大豆の商品取引

 自宅で商品取引モノの電話なんてはじめて受けたよ。ダンナも私も歳をとったってことかな(笑)
 
女 「私、今度この地区の担当になったので、その御挨拶にと思って電話しております。奥様ですか?」
私 「はい、そうですが・・・担当って?」
女 「商品取引ってご存知ですか?
 とおみさんはおそらく現在、銀行や郵便局などの金融機関を利用していらっしゃると思いますが、今、超低金利時代と言われているのはご存知ですよね?」
私 「はい」
女 「金融機関にお金を預けても、殆ど利子はつかないですよね。
 ところが、確実にお金を増やす方法があるとしたら、いかがです?
私 「いかがですって言われても・・・」
女 「ええと、とおみさんは、株や証券取引をなさったことはありますか?」
私 「ないです」
女 「そうですか。商品取引、と申しましても何も難しいことはありません。
 我が社がお勧めするのは「大豆」でして、これは大抵の新聞でその日の値動きを見ることができます。とおみさんの資金が増えて行く様を毎日チェックできるのですよ。

データ抜粋 »
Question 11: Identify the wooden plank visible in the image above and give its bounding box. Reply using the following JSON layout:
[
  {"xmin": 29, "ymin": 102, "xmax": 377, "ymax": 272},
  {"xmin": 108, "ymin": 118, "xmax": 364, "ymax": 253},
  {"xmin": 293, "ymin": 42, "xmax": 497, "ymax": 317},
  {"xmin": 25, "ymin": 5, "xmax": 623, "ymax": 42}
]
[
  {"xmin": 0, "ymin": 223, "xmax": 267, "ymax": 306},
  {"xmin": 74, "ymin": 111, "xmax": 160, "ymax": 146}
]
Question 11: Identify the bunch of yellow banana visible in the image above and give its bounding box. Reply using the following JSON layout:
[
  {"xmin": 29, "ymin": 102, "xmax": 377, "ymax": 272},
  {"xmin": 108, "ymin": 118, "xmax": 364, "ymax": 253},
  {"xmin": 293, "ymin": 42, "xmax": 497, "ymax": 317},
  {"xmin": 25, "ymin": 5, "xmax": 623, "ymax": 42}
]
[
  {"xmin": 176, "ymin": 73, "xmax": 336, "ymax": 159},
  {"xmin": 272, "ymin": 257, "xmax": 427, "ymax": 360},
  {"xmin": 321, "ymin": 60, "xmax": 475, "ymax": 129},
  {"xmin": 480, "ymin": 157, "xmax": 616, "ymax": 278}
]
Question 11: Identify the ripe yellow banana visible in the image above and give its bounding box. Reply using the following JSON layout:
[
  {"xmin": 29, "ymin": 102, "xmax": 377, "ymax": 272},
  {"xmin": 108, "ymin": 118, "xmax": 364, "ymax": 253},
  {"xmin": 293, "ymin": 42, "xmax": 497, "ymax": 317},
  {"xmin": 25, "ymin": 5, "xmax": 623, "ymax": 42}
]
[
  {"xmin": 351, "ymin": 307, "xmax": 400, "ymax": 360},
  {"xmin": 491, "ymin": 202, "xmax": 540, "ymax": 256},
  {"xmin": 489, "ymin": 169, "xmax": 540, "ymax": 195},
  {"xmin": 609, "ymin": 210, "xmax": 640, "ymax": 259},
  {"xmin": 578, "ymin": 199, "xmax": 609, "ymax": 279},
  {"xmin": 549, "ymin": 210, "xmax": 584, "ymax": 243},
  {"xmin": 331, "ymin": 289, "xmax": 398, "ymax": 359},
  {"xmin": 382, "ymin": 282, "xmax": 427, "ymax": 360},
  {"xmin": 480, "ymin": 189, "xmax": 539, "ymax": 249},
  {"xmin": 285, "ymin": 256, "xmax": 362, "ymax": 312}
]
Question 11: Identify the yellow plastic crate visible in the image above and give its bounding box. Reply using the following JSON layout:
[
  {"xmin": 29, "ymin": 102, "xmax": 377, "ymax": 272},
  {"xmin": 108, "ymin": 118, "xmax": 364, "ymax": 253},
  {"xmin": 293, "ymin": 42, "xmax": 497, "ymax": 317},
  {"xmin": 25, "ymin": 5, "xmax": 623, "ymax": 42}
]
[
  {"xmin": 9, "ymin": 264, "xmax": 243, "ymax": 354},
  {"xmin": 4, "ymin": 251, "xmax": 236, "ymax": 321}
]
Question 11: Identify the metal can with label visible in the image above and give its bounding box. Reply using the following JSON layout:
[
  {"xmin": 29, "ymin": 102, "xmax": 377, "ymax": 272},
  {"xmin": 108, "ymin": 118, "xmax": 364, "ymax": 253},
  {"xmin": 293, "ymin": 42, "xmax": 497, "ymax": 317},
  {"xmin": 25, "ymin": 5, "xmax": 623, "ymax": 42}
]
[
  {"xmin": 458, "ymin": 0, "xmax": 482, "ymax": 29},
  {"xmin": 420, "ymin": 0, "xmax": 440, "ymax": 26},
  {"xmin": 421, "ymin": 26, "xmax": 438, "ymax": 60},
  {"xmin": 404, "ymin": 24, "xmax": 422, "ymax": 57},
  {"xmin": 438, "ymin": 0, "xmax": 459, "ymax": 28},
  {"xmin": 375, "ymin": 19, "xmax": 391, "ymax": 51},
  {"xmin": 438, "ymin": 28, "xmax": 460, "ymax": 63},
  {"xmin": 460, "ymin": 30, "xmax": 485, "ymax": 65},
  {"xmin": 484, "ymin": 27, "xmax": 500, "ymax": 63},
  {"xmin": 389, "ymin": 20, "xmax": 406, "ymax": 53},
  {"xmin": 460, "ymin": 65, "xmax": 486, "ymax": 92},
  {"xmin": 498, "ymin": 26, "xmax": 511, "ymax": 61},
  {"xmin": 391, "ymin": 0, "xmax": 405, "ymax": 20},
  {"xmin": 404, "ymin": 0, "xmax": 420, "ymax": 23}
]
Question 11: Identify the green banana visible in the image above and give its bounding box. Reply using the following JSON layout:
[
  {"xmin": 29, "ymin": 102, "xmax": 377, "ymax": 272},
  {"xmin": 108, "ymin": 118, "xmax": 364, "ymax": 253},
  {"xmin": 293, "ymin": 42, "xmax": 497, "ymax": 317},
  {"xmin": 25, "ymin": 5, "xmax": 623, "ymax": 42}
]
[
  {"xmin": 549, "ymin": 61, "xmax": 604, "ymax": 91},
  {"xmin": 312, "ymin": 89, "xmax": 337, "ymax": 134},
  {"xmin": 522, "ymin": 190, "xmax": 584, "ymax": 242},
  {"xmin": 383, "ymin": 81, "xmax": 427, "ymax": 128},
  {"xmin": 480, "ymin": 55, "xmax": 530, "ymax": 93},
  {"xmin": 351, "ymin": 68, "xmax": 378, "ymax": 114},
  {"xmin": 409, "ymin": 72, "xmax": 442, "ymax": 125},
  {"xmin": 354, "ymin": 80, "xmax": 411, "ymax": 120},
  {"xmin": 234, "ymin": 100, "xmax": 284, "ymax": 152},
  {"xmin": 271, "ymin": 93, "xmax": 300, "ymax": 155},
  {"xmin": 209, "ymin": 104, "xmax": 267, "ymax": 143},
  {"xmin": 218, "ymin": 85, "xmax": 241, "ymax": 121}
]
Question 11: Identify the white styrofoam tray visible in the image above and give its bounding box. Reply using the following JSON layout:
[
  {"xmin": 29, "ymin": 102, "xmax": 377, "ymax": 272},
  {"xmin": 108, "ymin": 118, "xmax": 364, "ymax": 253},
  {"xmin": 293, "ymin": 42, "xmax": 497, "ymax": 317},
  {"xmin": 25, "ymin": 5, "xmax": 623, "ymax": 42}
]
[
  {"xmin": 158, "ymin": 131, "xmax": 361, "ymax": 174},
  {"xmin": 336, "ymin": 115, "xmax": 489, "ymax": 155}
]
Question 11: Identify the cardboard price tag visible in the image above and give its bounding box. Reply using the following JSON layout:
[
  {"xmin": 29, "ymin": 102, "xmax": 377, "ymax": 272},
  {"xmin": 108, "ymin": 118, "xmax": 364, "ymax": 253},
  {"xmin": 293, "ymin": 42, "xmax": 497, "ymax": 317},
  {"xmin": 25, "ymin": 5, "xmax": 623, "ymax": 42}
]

実施すべき作業 »
1 > 大豆の商品取引の文章を、「女 「私、今度この地区の担当」を含む語句から始めて「女 「ええと、とおみさんは、株や証券取引をなさったことはありますか?」」の後で終わる範囲で書き出し、「とおみさん」を「お客様」に差し替えてください。
2 > 大豆の商品取引の文章について、次の問いに答えてください。
(a) 電話をかけてきた女性は、自分が何の担当になったと述べていますか。
(b) 株や証券取引をしたことがあるかと聞かれて、「私」は何と答えていますか。
(c) 女性の会社が勧めている商品は何で、その日の値動きはどこで見られると述べていますか。
3 > 大豆の商品取引の文章の続きを、本文の最終文の後から書き足してください。
リストはこの作業にまったく関係しません。

最終回答 »
1 >
女 「私、今度この地区の担当になったので、その御挨拶にと思って電話しております。奥様ですか?」
私 「はい、そうですが・・・担当って?」
女 「商品取引ってご存知ですか?
 お客様はおそらく現在、銀行や郵便局などの金融機関を利用していらっしゃると思いますが、今、超低金利時代と言われているのはご存知ですよね?」
私 「はい」
女 「金融機関にお金を預けても、殆ど利子はつかないですよね。
 ところが、確実にお金を増やす方法があるとしたら、いかがです?
私 「いかがですって言われても・・・」
女 「ええと、お客様は、株や証券取引をなさったことはありますか?」

2 >
(a) この地区の担当
(b) 「ないです」と答えている
(c) 大豆で、大抵の新聞でその日の値動きを見られる

3 >
 ところで新聞は何をとってらっしゃいますか?」
私 「日経です」
女 「は、日経ですか。(しばらく妙な間が・・・日経という答は想定していなかったようだ)はい、日経も大丈夫です。お手元に新聞はございますか?」
私 「ありません」
女 「・・・あの、新聞は・・・」
私 「主人が職場に持って行ってしまっているので、新聞は家に無いです」
女 「・・・では少しお待ち下さい」
私 「は?」
 
 電話の向こうがガサガサしていると思ったら・・・
 
男 「お電話代わりました」
 
 なんでそこで人が代わるんや?
 
男 「先ほどの私どもの社員の話は理解されましたでしょうか」
 
 「社員」って、んじゃアンタは何者やねん
 
私 「理解も何も、大豆の商品取引をお勧めしたいってことしか聞いていませんが」
男 「はい、お客様には大豆を買っていただいて、その値が上がったところで売って利益を得るという仕組みです。
 今丁度大豆が値上がりしているところなので、とおみさんがお手持ちの資金を増やすお手伝いが出来ないかと思いまして」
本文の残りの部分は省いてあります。